(Collected data)
((
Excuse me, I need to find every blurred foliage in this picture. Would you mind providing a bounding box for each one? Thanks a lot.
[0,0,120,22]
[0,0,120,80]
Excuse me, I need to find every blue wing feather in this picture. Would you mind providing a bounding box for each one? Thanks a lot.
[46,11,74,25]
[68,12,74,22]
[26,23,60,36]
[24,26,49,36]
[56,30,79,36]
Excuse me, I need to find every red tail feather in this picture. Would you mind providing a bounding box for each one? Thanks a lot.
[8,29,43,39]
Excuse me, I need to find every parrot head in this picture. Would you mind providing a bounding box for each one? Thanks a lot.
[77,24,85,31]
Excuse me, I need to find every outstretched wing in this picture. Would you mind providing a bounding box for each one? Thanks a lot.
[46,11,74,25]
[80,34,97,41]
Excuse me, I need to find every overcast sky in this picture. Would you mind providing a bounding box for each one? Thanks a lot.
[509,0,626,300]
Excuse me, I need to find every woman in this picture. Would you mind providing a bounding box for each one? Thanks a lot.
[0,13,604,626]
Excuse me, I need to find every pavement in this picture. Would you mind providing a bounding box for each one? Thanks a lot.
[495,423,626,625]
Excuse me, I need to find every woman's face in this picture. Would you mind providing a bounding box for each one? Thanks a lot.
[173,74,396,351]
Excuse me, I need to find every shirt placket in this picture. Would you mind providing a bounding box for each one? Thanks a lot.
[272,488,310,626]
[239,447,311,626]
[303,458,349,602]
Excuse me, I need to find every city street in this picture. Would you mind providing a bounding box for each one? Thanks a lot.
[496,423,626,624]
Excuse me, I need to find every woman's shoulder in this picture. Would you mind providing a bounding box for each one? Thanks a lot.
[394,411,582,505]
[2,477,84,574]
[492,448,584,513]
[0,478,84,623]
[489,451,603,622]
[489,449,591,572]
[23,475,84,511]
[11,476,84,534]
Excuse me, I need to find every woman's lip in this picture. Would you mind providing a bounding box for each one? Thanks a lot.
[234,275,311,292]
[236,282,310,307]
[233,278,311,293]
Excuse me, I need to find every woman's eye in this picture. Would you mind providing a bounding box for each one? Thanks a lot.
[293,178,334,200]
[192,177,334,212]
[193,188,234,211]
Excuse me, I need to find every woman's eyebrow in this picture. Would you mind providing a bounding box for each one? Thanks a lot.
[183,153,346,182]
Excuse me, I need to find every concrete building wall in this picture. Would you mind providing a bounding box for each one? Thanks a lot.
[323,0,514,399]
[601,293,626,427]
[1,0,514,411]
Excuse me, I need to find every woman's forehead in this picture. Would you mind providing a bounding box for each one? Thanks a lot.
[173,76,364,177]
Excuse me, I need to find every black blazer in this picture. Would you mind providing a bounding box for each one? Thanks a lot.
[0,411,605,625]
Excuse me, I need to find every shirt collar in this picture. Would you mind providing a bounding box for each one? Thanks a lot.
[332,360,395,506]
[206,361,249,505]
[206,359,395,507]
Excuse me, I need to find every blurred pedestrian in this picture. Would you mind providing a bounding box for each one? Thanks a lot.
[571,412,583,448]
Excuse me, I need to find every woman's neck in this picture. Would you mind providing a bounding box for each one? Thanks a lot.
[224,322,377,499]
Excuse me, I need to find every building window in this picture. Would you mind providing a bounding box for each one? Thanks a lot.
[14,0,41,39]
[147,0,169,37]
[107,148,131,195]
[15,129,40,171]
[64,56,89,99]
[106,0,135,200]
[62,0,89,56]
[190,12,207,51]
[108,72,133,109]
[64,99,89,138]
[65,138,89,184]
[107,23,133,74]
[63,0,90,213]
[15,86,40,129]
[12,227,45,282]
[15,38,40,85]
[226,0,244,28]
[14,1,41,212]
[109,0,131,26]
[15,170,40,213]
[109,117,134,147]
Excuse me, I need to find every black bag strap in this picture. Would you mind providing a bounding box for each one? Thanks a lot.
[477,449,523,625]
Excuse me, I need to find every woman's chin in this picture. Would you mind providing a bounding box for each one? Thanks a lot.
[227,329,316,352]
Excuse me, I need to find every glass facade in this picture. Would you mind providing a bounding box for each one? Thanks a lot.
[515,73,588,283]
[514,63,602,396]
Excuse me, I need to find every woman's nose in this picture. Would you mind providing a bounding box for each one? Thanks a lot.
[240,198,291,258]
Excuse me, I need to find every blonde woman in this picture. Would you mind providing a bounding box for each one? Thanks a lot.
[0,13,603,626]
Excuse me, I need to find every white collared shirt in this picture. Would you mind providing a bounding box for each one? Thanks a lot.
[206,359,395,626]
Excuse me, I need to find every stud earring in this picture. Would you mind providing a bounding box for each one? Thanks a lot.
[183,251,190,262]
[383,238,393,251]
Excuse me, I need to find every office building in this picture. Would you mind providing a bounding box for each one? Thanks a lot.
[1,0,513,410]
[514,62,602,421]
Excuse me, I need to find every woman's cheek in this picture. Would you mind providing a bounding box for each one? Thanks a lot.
))
> ASSIGNMENT: Repeat the data word for word.

> ANSWER BELOW:
Excuse me, I need to find every blurred foliage in this picture. Would you mind providing a bounding box for each one? Thanks a lot.
[0,0,120,22]
[0,0,120,80]
Excuse me, I need to find every blue wing feather in this picture. Would you mind providing a bounding box for each one? Thanks a lot.
[46,11,74,25]
[68,12,74,22]
[26,23,60,36]
[24,26,49,36]
[56,30,79,36]
Excuse me, I need to find every red tail feather in this picture. Would you mind providing a bounding box for each one? Thanks a lot.
[8,29,43,39]
Excuse me, I need to find every parrot head in this picture. Would you mind providing a bounding box for each one? Thanks a lot.
[77,24,85,31]
Excuse me, I need to find every outstretched wing in this picture. Would you mind providing a bounding box for each one? Thanks a lot.
[46,11,74,25]
[80,34,97,41]
Excuse me, I need to find every overcast sky in this picture. Would you mind providing a bounding box for each one? Thanks a lot.
[509,0,626,300]
Excuse me, I need to find every woman in this picture. Would you mind providing a bounding box for each one? Thanks a lot.
[0,13,604,626]
Excuse me, I need to find every pavement in this picture. Would you mind providing a bounding box for each one? Thanks a lot.
[495,423,626,625]
Excuse me, I need to find every woman's face in this picture. Would you mind providing a bounding box for each one? Thanks a lot.
[173,74,396,351]
Excuse me, I need to find every shirt placket in this picture. Would you mind providing a bounding box for each one? Thanks a lot.
[272,488,310,626]
[239,447,311,626]
[303,458,349,602]
Excuse me, I need to find every city street in this picture. Would you mind providing a bounding box for each one? Thanks a lot.
[496,423,626,624]
Excuse me, I need to find every woman's shoulder in this picture. Would you mind providing a bounding box for each one? Thanks a lot.
[394,411,582,505]
[2,477,84,574]
[492,448,584,513]
[0,478,84,623]
[489,451,603,622]
[489,449,591,572]
[23,475,84,511]
[11,476,84,534]
Excuse me, I need to find every woman's lip in this picture. Would you mind providing a bounding box for each one? Thanks a lot.
[234,275,311,292]
[236,282,310,307]
[233,278,311,293]
Excuse me, I need to find every woman's eye in this picture. Would you mind providing a bounding box for each one? Thanks a lot.
[293,178,334,200]
[192,177,334,212]
[193,188,234,211]
Excuse me, I need to find every woman's eyebrow in this picture. Would you mind providing a bounding box for each one? Thanks a lot.
[183,153,346,182]
Excuse me, I need to find every concrete building wall in this picture. Would you mind providing a bounding box for each one? Thanks a lot.
[323,0,514,399]
[601,293,626,427]
[1,0,514,411]
Excuse me, I need to find every woman's forehead in this picture. Would you mind providing a bounding box for each one? Thanks a lot.
[173,76,364,177]
Excuse me, I need to find every black blazer in this picture. Would you mind providing a bounding box for each one? Thanks a lot.
[0,411,605,625]
Excuse me, I need to find every shirt collar in this picture. Would you mind providing a bounding box for each one? Thanks a lot.
[332,360,395,506]
[206,361,249,505]
[206,359,395,507]
Excuse me, I need to find every blurred pedestrian in this picture. Would you mind providing a bounding box for each one? Thanks a lot.
[571,412,583,448]
Excuse me, I need to find every woman's neck in this picture. Would you mind providing a bounding box for each one? Thanks a lot.
[224,322,377,499]
Excuse me, I need to find every building window in this picture. Would you mind providing a bounding box for each one? Thanks a lot.
[14,0,41,39]
[147,0,169,37]
[107,148,131,195]
[15,129,40,171]
[64,56,89,99]
[106,0,135,200]
[62,0,89,56]
[190,12,207,51]
[108,72,133,109]
[64,99,89,138]
[65,138,89,184]
[107,23,133,74]
[63,0,90,213]
[15,86,40,129]
[12,227,45,282]
[15,38,40,85]
[226,0,244,28]
[14,1,41,212]
[109,0,131,26]
[15,170,40,213]
[109,117,134,147]
Excuse me, I need to find every black bag strap in this picture. Would you mind providing a bounding box for each one? Thanks a lot.
[477,449,523,625]
Excuse me, I need to find every woman's chin in this picture. Would you mind providing a bounding box for each one? Thanks a lot.
[227,329,316,352]
Excuse me, I need to find every glass facade in this picture. Would you mind providing a bounding box for each one? Thanks a lot.
[515,73,588,283]
[514,63,602,396]
Excuse me, I need to find every woman's nose in this picture. Would you mind providing a bounding box for each one? Thanks a lot.
[240,198,291,258]
Excuse me, I need to find every blonde woman in this picture. Would you mind providing a bounding box for each one? Thanks a lot.
[0,13,603,626]
Excuse me, I need to find every white collared shirt in this picture. Would you mind providing a bounding box for each one? Thanks a lot.
[206,359,395,626]
Excuse me, I need to find every stud earring in this picture. Would you mind providing a bounding box for each one? Thanks a lot.
[183,251,190,262]
[383,238,393,251]
Excuse me, I need to find every office building in this picture. Would you mind providing a bounding box for each one? Thanks a lot.
[1,0,513,410]
[514,62,602,421]
Excuse me, I need to find every woman's cheek in this picture. Would you mind providing a bounding box for each one? Thanks a lot.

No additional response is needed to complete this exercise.